## WHAT THIS EXERCISE ASKS
**1.** From the passage on the sports year, list every item the text says there are "no" of.
**2.** Continue the passage on the sports year from its final sentence.

## TEXT SEGMENT
************
OF HEROES HELLIONS AND HOMER HANKIES
The sports seasons pass in such swift succession, blurring one into another, that a look back at the end of a year is but a peek into a kaleidoscope. Baseball season, once majestically uninterrupted save for some football at the end, now is invaded almost unremittingly by basketball and hockey, pro and college football. And golfers and tennis players follow the sun the year round. There are no gaps, no way stations in this unbroken parade. There are no off-seasons, no true Hot Stove Leagues, no time for reflection. And yet, faces stand out from the maelstrom, memories somehow take form.
************
## INFORMATION PROVIDED
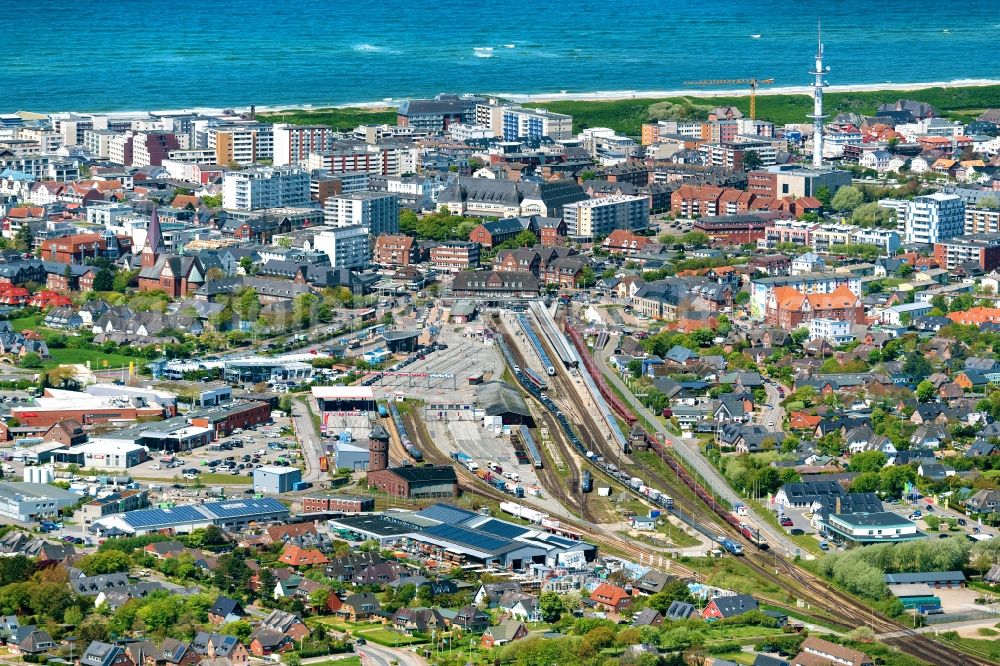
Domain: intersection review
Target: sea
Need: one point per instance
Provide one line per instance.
(118, 55)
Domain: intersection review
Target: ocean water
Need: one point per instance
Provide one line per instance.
(144, 54)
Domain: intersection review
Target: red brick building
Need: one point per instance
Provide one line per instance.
(334, 503)
(395, 250)
(73, 249)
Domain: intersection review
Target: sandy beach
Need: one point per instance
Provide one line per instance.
(597, 96)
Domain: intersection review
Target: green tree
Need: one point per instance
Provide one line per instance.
(867, 461)
(847, 199)
(822, 193)
(925, 391)
(587, 278)
(31, 360)
(550, 605)
(751, 160)
(104, 280)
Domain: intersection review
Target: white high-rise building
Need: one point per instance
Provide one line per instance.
(265, 187)
(376, 211)
(347, 247)
(934, 217)
(293, 143)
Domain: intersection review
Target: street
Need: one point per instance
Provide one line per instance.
(377, 655)
(689, 450)
(309, 439)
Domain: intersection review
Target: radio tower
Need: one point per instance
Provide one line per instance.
(817, 114)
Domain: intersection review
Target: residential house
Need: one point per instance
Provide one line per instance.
(611, 597)
(359, 607)
(720, 608)
(470, 618)
(507, 631)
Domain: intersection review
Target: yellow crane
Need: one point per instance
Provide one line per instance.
(753, 83)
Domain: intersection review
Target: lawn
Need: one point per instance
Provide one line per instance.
(97, 359)
(388, 638)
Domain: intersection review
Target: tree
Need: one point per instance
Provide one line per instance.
(526, 238)
(847, 199)
(867, 461)
(925, 390)
(104, 280)
(587, 278)
(752, 160)
(551, 607)
(823, 194)
(109, 561)
(31, 360)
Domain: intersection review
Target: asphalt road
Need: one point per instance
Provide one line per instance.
(376, 655)
(688, 450)
(309, 439)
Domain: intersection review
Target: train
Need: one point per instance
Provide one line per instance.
(730, 545)
(616, 403)
(534, 456)
(753, 535)
(404, 438)
(529, 332)
(533, 377)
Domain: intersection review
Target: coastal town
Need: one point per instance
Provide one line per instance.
(491, 384)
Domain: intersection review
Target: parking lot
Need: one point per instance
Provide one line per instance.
(230, 460)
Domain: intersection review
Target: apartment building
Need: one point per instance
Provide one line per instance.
(519, 123)
(982, 221)
(265, 187)
(394, 250)
(982, 249)
(454, 256)
(347, 247)
(376, 211)
(241, 144)
(933, 217)
(596, 218)
(294, 143)
(795, 180)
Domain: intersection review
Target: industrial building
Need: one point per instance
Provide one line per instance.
(229, 515)
(443, 531)
(27, 502)
(275, 480)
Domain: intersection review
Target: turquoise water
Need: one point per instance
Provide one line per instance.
(117, 55)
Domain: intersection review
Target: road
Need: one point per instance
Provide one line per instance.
(689, 450)
(309, 439)
(377, 655)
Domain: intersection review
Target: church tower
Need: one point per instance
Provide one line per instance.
(154, 241)
(378, 449)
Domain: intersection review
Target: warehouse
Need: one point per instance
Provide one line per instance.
(229, 515)
(499, 399)
(416, 482)
(27, 502)
(224, 420)
(169, 436)
(276, 480)
(338, 503)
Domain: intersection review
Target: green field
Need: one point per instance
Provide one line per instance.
(97, 358)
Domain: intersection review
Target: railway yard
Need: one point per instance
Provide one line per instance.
(580, 433)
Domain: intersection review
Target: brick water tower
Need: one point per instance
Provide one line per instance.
(378, 449)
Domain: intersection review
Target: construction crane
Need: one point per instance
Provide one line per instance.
(732, 82)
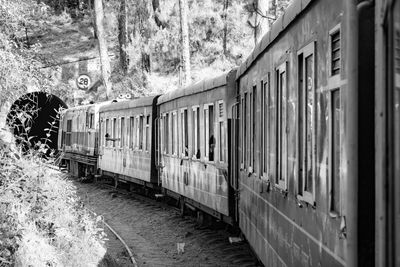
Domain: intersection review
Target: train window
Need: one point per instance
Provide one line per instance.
(107, 131)
(148, 141)
(184, 129)
(242, 132)
(141, 117)
(167, 131)
(174, 134)
(335, 146)
(253, 128)
(131, 131)
(265, 125)
(335, 52)
(245, 128)
(102, 133)
(114, 130)
(122, 143)
(306, 182)
(221, 132)
(282, 97)
(196, 133)
(68, 134)
(209, 138)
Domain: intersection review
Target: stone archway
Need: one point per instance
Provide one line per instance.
(34, 117)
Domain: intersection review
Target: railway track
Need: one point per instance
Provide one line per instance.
(154, 230)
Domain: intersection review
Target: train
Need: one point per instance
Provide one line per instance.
(299, 147)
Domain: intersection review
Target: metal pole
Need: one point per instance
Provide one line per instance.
(352, 133)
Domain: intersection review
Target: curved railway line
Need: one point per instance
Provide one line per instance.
(152, 230)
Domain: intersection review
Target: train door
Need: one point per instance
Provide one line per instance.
(233, 130)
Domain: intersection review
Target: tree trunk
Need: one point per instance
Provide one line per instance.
(225, 17)
(185, 41)
(104, 59)
(123, 37)
(156, 9)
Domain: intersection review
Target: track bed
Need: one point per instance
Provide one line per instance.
(152, 230)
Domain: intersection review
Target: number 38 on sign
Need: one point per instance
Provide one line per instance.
(83, 81)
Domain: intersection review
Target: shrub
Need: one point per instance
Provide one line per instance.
(42, 221)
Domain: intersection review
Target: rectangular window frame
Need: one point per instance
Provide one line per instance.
(174, 137)
(196, 154)
(335, 212)
(264, 129)
(122, 131)
(147, 133)
(184, 125)
(281, 180)
(114, 131)
(208, 131)
(222, 151)
(303, 194)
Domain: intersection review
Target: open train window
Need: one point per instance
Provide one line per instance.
(174, 137)
(148, 141)
(335, 51)
(196, 132)
(252, 135)
(221, 132)
(244, 131)
(306, 124)
(167, 131)
(281, 153)
(184, 132)
(209, 136)
(266, 123)
(122, 143)
(107, 132)
(68, 134)
(140, 132)
(114, 130)
(335, 170)
(131, 131)
(242, 135)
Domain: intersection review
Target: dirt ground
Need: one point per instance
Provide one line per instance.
************
## IN RESPONSE
**1.** gaps, way stations, off-seasons, true Hot Stove Leagues, time for reflection

**2.**
Not all of the faces are congenial, of course. There are, to name two, the fretful countenances of John McEnroe and Bob Knight, co-boors of the decade. McEnroe drew a $7,850 fine and a two-month suspension for blistering a chair umpire and a television technician with vulgarisms during the U.S. Open tennis tournament. So what else is new? Marriage, fatherhood and advancing years seem not in the slightest to have matured this intrepid model of eternal infantilism. Knight is no better, although, unlike McEnroe, he had, in recent years at least, restricted his most embarrassing tantrums to domestic audiences. But in November this aging brat removed his Indiana team from the court in the midst of an exhibition game with the Soviet national team after an official tagged him with a third technical foul. Knight's petulance deprived nearly 17,000 fans of seeing all they had paid for—the defending NCAA champion Hoosiers were trailing 66-43 when yanked—and offered the visiting Soviets what must have been an edifying glimpse of sportsmanship, American-style.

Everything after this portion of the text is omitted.